## Stated exercise
Copy out the rows word for word, starting at the line that contains "The locator SHOULD return, for each instance of the armored" and stopping after the line that contains "x=517 y=229".

## Supplied entries
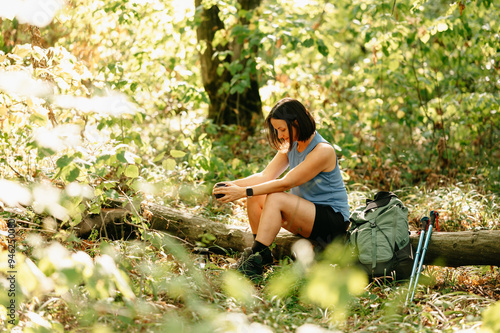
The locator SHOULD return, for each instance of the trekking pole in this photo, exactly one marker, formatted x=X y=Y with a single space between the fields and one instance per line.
x=424 y=221
x=433 y=219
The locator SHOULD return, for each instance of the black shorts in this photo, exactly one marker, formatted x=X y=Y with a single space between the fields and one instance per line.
x=328 y=225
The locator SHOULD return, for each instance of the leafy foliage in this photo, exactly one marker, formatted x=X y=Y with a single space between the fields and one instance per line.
x=106 y=103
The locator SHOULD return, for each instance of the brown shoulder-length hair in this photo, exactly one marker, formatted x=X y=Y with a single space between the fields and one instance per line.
x=297 y=118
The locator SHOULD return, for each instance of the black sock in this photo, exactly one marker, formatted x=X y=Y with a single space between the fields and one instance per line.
x=264 y=250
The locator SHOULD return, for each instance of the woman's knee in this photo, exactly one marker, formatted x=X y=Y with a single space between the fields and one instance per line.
x=256 y=202
x=276 y=199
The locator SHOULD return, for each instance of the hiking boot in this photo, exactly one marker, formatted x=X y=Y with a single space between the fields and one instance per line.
x=252 y=264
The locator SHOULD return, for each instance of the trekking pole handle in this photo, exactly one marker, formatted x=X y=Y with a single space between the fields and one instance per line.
x=424 y=221
x=435 y=218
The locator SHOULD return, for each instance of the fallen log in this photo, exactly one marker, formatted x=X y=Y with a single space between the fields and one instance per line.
x=451 y=249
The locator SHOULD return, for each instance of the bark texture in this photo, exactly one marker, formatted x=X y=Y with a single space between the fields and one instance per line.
x=451 y=249
x=241 y=108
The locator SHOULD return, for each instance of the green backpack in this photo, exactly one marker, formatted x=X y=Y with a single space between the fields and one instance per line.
x=379 y=237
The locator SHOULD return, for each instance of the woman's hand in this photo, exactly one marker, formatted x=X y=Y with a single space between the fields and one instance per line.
x=230 y=192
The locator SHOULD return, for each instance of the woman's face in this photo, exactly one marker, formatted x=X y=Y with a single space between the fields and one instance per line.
x=282 y=129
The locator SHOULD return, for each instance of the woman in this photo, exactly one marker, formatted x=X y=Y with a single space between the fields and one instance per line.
x=315 y=208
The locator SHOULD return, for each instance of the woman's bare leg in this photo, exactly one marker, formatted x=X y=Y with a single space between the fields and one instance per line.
x=288 y=211
x=254 y=211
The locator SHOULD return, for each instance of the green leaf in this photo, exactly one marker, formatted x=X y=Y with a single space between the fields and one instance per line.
x=64 y=161
x=169 y=164
x=132 y=171
x=159 y=157
x=73 y=174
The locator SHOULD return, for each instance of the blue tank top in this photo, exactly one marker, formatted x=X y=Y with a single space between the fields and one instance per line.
x=327 y=188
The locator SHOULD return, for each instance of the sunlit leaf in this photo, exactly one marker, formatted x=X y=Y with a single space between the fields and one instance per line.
x=177 y=153
x=21 y=83
x=169 y=164
x=132 y=171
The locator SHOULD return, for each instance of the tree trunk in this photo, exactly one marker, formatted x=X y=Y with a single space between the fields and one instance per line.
x=228 y=106
x=451 y=249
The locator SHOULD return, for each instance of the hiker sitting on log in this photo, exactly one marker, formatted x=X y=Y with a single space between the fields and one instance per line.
x=316 y=206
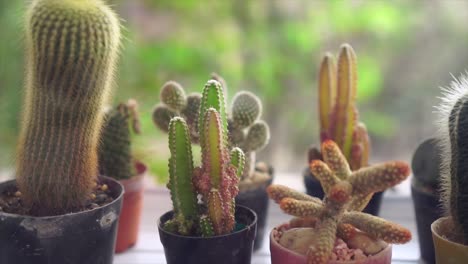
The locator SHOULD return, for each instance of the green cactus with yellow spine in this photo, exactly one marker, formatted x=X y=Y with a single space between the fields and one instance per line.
x=72 y=50
x=115 y=153
x=338 y=215
x=215 y=180
x=245 y=128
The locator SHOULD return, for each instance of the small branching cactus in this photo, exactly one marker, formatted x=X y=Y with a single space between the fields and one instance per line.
x=72 y=49
x=337 y=110
x=175 y=102
x=454 y=130
x=215 y=180
x=338 y=215
x=115 y=154
x=246 y=130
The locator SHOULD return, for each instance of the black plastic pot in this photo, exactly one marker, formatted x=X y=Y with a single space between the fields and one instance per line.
x=427 y=208
x=314 y=188
x=83 y=237
x=257 y=200
x=234 y=248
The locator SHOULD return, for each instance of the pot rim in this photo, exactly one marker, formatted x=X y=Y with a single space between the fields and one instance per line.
x=102 y=177
x=247 y=227
x=439 y=236
x=300 y=256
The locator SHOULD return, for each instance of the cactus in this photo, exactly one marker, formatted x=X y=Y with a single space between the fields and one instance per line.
x=245 y=129
x=174 y=102
x=339 y=212
x=115 y=157
x=337 y=110
x=453 y=122
x=215 y=180
x=72 y=50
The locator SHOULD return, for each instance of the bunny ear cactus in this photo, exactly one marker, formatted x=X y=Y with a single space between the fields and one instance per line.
x=337 y=110
x=72 y=50
x=454 y=130
x=115 y=155
x=215 y=180
x=175 y=102
x=338 y=214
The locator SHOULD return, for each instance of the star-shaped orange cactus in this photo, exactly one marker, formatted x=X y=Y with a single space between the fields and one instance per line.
x=346 y=194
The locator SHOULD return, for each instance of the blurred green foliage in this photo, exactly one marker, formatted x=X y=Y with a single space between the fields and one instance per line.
x=272 y=47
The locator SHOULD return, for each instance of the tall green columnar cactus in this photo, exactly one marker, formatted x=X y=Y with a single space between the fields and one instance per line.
x=337 y=110
x=115 y=153
x=72 y=49
x=215 y=180
x=184 y=198
x=338 y=214
x=454 y=125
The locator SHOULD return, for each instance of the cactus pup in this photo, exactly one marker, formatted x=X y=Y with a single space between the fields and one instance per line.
x=115 y=157
x=215 y=180
x=72 y=50
x=320 y=223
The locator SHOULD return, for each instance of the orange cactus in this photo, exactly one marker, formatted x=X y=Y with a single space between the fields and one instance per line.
x=346 y=193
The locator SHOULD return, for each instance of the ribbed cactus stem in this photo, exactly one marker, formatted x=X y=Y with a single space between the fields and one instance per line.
x=238 y=160
x=115 y=154
x=184 y=198
x=72 y=50
x=213 y=97
x=458 y=194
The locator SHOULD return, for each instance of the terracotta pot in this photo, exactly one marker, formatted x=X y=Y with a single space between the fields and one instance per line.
x=129 y=221
x=282 y=255
x=447 y=251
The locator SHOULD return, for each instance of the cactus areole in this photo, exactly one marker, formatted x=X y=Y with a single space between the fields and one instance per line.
x=339 y=215
x=72 y=49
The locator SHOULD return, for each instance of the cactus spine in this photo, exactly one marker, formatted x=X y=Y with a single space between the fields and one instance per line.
x=215 y=180
x=115 y=154
x=339 y=214
x=453 y=125
x=72 y=50
x=337 y=110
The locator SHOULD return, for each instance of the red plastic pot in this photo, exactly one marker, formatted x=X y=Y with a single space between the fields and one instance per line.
x=282 y=255
x=129 y=221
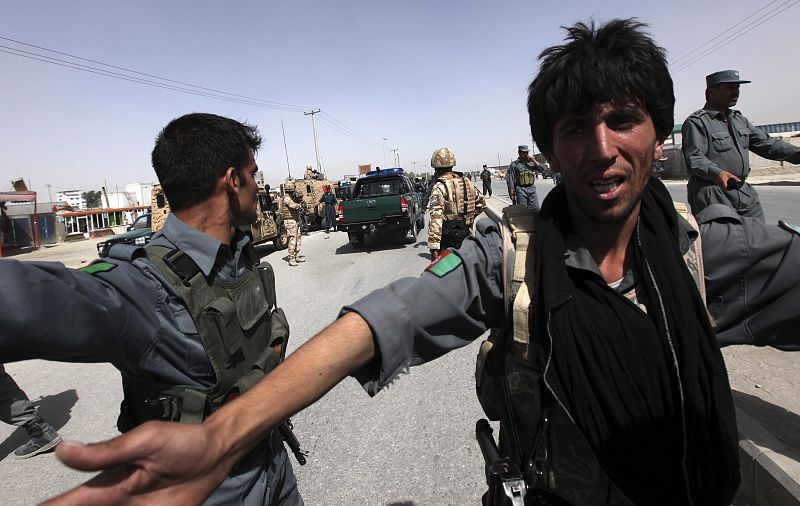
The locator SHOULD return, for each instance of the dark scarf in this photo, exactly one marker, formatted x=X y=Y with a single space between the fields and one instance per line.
x=613 y=365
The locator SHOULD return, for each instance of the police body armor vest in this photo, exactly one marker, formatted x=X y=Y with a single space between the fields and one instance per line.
x=243 y=332
x=459 y=198
x=289 y=213
x=525 y=174
x=536 y=431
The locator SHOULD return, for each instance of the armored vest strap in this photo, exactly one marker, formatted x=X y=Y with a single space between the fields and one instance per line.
x=517 y=229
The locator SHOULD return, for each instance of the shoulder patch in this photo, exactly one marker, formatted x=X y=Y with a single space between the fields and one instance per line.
x=98 y=267
x=789 y=227
x=445 y=264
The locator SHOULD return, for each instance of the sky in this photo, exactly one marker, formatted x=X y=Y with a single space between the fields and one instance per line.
x=410 y=75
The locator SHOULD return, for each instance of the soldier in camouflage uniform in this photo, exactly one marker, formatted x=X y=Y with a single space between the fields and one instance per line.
x=291 y=216
x=454 y=203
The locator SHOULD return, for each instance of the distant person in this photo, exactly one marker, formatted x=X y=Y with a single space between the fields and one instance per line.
x=17 y=409
x=454 y=204
x=486 y=177
x=292 y=211
x=716 y=145
x=329 y=199
x=521 y=178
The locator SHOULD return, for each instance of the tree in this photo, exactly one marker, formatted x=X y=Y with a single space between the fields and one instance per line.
x=92 y=198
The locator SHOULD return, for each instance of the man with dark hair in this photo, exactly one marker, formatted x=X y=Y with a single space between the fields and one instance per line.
x=616 y=391
x=189 y=320
x=717 y=141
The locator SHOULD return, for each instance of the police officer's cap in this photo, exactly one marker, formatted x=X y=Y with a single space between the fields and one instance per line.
x=724 y=76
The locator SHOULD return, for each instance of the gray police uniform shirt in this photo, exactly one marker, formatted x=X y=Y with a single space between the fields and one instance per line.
x=511 y=173
x=711 y=144
x=129 y=316
x=433 y=315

## Task solution
The locator SHOULD return, for each instance of the armored vest strap in this photo, exactly one marker, formatted x=X y=Y with a single space between the fields and one instance per line.
x=517 y=229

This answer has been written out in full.